**Consigne:** Recopiez mot pour mot le passage de l'article sur John Carter, depuis « John Carter est » jusqu'à « d'une seconde vie. » inclus.

**Texte de la page:**
-- -- --

Mars, et ça repart

Pourquoi John Carter n'a-t-il pas été adapté plus tôt ?

Dossier | Par Julien Di Giacomo | Le 7 mars 2012 à 12h09

L'info vous aura peut-être échappée, mais la sortie de John Carter marque (à quelques mois près), le centenaire la création du personnage par le romancier Edgar Rice Burroughs. On sera évidemment tentés de se demander pourquoi il a fallu attendre aussi longtemps pour voir ce frère littéraire de Tarzan adapté sur grand écran?

Des débuts animés

John Carter est un de ces films dont le principal enjeu est de nous faire croire en un autre monde, de nous donner à voir du pays et de nous offrir de l'exotisme transplanétaire. Donner corps à ce Mars qui tire plus vers l'heroic-fantasy que vers la SF de manière convenable demande donc de l'argent, beaucoup d'argent, des montagnes d'argent et, ça va de soi, une technologie adéquate dans laquelle l'investir. Ce n'est en tout cas pas pour des questions juridiques que le film mit si longtemps à voir le jour, Burroughs ayant été plutôt enthousiaste à l'idée de voir un autre personnage que Tarzan bénéficier d'une seconde vie.

On pourrait donc voir en ces problématiques techniques une des raisons de la non-adaptation de John Carter, mais c'est sans compter sur l'échappatoire animée : ce qu'on ne peut pas créer en studio, on peut toujours le dessiner, et sans frais supplémentaires. Dans la première moitié des années 30, l'animateur Bob Clampett (qui travaillait alors pour Looney Tunes) plancha activement sur la création d'un long-métrage adapté des histoires de John Carter, qui aurait bien pu devenir le premier film d'animation américain, avant Blanche-Neige? Si ses test-footages n'avaient pas déplu à leur public, coulant le projet.

Inspiration et expirations

Partir sur un échec n'est jamais une bonne chose, et John Carter aura au fil des années l'occasion de prouver à plusieurs reprises qu'il est né sous une mauvaise étoile. Néanmoins, la saga que citent Ray Bradburry, Michael Crichton ou Alan Moore (on fait difficilement plus classe) pourra toujours se targuer d'avoir eu plusieurs intéressantes interprétations en chantier. Si comme moi vous aimez passer de longues heures à imaginer ce que seraient devenus tous ces films abandonnés en cours de pré-production s'ils n'avaient pas été victimes d'avortements artistiques, alors le fait de savoir que John McTiernan, Robert Rodriguez ou Jon Favreau auraient tous pu, à un moment ou à un autre, devenir le réalisateur de John Carter devrait vous mettre le ravioli en ébullition? Mais voilà, le McTiernan tombe à l'eau à cause des insuffisances technologiques de l'époque, Robert Rodriguez se retrouve bouté hors du projet à cause d'une brouille avec la Director's Guild of America, et John Carter reste dans ses tiroirs?

-- -- --

**Données brutes:**
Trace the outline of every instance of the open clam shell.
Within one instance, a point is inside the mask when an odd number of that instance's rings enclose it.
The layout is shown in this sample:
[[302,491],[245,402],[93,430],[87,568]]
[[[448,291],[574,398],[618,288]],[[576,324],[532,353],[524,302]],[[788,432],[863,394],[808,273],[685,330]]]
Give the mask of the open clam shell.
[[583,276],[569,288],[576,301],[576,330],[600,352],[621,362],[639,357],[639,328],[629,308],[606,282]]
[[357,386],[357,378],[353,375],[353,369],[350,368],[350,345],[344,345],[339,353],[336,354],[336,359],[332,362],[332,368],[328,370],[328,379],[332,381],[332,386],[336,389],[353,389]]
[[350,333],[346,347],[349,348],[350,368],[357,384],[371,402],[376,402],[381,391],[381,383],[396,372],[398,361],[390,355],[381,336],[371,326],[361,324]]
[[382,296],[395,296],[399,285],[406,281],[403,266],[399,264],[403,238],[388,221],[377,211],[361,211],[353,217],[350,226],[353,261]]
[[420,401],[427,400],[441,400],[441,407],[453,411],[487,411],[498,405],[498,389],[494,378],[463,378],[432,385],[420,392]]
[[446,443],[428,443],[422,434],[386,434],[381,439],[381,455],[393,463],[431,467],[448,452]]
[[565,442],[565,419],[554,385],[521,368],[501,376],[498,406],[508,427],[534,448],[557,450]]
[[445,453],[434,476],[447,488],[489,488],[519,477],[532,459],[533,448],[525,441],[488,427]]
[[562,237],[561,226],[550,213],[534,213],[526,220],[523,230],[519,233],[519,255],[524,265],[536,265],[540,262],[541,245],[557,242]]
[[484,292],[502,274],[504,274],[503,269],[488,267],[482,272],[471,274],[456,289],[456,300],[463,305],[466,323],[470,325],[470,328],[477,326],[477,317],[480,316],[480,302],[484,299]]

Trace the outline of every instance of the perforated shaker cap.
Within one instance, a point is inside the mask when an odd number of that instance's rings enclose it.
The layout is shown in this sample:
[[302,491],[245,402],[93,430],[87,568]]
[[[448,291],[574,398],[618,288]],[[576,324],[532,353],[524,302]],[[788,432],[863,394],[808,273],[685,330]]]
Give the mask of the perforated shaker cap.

-- -- --

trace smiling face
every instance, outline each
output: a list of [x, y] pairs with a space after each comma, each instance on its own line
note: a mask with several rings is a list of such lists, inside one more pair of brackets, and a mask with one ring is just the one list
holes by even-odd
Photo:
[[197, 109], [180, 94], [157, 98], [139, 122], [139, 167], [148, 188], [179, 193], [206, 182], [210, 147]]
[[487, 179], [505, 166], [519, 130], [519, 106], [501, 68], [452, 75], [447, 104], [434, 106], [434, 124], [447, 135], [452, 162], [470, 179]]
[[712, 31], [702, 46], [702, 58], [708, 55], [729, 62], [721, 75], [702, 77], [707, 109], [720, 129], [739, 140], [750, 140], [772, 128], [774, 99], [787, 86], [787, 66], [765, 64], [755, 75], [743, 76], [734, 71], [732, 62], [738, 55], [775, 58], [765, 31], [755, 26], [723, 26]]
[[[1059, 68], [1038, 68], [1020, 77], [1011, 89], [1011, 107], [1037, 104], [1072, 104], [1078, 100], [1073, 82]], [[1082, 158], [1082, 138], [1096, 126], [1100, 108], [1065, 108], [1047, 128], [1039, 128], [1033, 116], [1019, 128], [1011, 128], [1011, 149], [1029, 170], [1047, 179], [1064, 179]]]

-- -- --

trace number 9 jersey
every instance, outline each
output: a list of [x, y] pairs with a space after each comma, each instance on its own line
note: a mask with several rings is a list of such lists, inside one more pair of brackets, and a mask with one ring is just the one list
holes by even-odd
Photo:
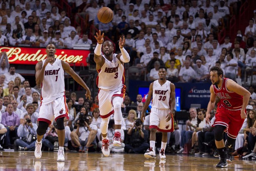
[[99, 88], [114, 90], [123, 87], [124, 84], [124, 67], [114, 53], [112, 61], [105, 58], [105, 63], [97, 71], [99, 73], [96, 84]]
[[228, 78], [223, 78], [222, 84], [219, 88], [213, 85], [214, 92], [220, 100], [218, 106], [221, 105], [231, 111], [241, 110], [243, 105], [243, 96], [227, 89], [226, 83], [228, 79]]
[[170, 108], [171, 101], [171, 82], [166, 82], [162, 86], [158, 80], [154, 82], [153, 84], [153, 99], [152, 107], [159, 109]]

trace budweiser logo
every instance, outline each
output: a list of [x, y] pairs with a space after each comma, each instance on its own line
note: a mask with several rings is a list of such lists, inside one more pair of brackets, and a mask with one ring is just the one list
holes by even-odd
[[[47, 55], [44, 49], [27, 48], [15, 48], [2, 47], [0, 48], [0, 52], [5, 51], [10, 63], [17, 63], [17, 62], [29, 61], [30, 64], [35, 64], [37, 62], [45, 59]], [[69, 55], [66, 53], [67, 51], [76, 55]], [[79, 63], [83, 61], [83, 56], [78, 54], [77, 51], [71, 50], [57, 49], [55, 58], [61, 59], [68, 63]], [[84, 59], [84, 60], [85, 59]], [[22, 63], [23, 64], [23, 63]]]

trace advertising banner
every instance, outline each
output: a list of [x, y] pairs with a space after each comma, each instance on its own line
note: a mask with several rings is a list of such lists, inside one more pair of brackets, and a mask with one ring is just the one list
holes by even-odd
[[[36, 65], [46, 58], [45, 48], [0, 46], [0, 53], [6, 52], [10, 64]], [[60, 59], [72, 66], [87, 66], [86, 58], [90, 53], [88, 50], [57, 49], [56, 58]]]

-- -- --

**Réponse rédigée:**
John Carter est un de ces films dont le principal enjeu est de nous faire croire en un autre monde, de nous donner à voir du pays et de nous offrir de l'exotisme transplanétaire. Donner corps à ce Mars qui tire plus vers l'heroic-fantasy que vers la SF de manière convenable demande donc de l'argent, beaucoup d'argent, des montagnes d'argent et, ça va de soi, une technologie adéquate dans laquelle l'investir. Ce n'est en tout cas pas pour des questions juridiques que le film mit si longtemps à voir le jour, Burroughs ayant été plutôt enthousiaste à l'idée de voir un autre personnage que Tarzan bénéficier d'une seconde vie.